• [Your assignment]
Your answer must be an exact repetition of every record.

• [Source information]

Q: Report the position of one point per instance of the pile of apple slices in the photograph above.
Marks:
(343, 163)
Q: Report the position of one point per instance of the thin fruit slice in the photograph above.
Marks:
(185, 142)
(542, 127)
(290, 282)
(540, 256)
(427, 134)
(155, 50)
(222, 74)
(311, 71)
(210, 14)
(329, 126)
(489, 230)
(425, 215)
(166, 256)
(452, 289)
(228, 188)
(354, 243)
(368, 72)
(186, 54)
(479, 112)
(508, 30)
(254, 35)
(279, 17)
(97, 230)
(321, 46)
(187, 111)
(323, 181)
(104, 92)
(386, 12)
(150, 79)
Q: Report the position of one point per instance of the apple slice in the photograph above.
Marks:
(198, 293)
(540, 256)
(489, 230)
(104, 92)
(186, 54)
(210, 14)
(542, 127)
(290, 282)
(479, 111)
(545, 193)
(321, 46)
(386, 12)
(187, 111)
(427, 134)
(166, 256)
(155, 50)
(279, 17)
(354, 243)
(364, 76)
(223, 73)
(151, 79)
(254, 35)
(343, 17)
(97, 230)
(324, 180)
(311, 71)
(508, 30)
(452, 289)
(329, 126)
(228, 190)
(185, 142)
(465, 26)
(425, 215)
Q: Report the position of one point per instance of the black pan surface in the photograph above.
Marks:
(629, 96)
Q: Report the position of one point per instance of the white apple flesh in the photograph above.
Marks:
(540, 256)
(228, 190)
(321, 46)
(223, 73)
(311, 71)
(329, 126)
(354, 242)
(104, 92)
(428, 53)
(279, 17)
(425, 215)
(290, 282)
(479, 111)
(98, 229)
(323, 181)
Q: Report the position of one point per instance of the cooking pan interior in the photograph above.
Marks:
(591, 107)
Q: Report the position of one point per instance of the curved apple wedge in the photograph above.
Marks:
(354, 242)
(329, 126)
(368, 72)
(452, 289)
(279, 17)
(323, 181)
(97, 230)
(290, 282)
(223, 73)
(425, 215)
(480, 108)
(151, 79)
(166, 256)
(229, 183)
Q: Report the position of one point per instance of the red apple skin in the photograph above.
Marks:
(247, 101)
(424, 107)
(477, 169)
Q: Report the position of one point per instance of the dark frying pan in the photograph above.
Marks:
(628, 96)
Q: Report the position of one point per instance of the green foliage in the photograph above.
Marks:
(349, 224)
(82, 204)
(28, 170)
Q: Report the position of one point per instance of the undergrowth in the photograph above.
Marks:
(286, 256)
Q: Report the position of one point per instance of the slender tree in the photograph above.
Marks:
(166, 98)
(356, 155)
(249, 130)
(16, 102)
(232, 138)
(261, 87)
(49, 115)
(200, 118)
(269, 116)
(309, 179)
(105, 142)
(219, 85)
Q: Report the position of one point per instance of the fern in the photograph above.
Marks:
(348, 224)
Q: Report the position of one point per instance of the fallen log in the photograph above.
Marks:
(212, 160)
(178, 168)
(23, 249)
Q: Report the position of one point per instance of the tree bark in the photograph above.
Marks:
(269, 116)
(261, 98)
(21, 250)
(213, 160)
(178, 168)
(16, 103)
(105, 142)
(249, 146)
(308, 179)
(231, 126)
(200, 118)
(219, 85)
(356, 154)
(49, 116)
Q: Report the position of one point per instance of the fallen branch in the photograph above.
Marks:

• [Exercise answer]
Q: Report the position of one point per instance of the pile of apple slices in the photograph above.
Marks:
(343, 163)
Q: Report the position of one point per instance of the thin fruit slice in the photograph above.
Marks:
(185, 142)
(542, 127)
(290, 282)
(540, 256)
(427, 134)
(155, 50)
(222, 74)
(311, 71)
(210, 14)
(329, 126)
(489, 230)
(425, 215)
(166, 256)
(452, 289)
(228, 188)
(354, 243)
(368, 72)
(186, 54)
(479, 112)
(508, 30)
(254, 35)
(279, 17)
(97, 230)
(321, 46)
(187, 111)
(323, 181)
(104, 92)
(386, 12)
(150, 79)
Q: Report the position of one point per instance of the apple slice in the photograph above.
Marks:
(198, 293)
(540, 256)
(489, 230)
(104, 92)
(186, 54)
(210, 14)
(542, 127)
(290, 282)
(479, 111)
(545, 193)
(321, 46)
(386, 12)
(187, 111)
(427, 134)
(166, 256)
(155, 50)
(279, 17)
(354, 243)
(364, 76)
(223, 73)
(151, 79)
(254, 35)
(343, 17)
(97, 230)
(324, 180)
(311, 71)
(508, 30)
(452, 289)
(329, 126)
(228, 190)
(185, 142)
(465, 26)
(425, 215)
Q: Report the position of one point per instance of the black pan surface in the photograph above.
Marks:
(629, 96)
Q: Report the position of one point per instance of the white apple flesh in the photograph above.
Marks:
(540, 256)
(228, 190)
(321, 46)
(223, 73)
(311, 71)
(329, 126)
(354, 242)
(104, 92)
(428, 53)
(279, 17)
(425, 215)
(290, 282)
(479, 111)
(98, 229)
(323, 181)
Q: Report the position of one point per instance of the cooking pan interior in the photograph above.
Marks:
(591, 107)
Q: Report the position of one point per instance of the curved apple wedge in the photograph above.
Marks:
(354, 242)
(329, 126)
(368, 72)
(452, 289)
(279, 17)
(323, 181)
(97, 230)
(290, 282)
(223, 73)
(425, 215)
(480, 108)
(151, 79)
(166, 256)
(229, 183)
Q: Report the position of one point per instance of the red apple skin in the photograph above.
Marks:
(247, 101)
(424, 107)
(477, 169)
Q: Report the position of one point per instance of the dark frying pan in the photograph above.
Marks:
(628, 96)
Q: Report the position of one point per instance of the green foliage in the photograph above.
Marks:
(349, 224)
(82, 204)
(28, 170)
Q: Report the position of one point per instance of the undergrowth in the photograph above.
Marks:
(286, 256)
Q: Report the position of one point per instance of the slender tree in the photograph above.
Marks:
(166, 98)
(356, 155)
(249, 130)
(16, 102)
(232, 138)
(261, 87)
(49, 115)
(200, 118)
(269, 116)
(309, 179)
(105, 142)
(219, 85)
Q: Report the position of one point per instance of the fern in the photograph above.
Marks:
(348, 224)
Q: Report the position of one point per instance of the fallen log in the photograph above.
Marks:
(212, 160)
(178, 168)
(23, 249)
Q: Report the position of one point per instance of the tree bark in the photograph above.
Marks:
(269, 116)
(261, 98)
(21, 250)
(213, 160)
(178, 168)
(16, 103)
(105, 142)
(249, 146)
(308, 179)
(231, 126)
(200, 118)
(219, 85)
(356, 154)
(49, 116)
Q: Report the position of one point per instance of the fallen branch in the photograph above.
Marks:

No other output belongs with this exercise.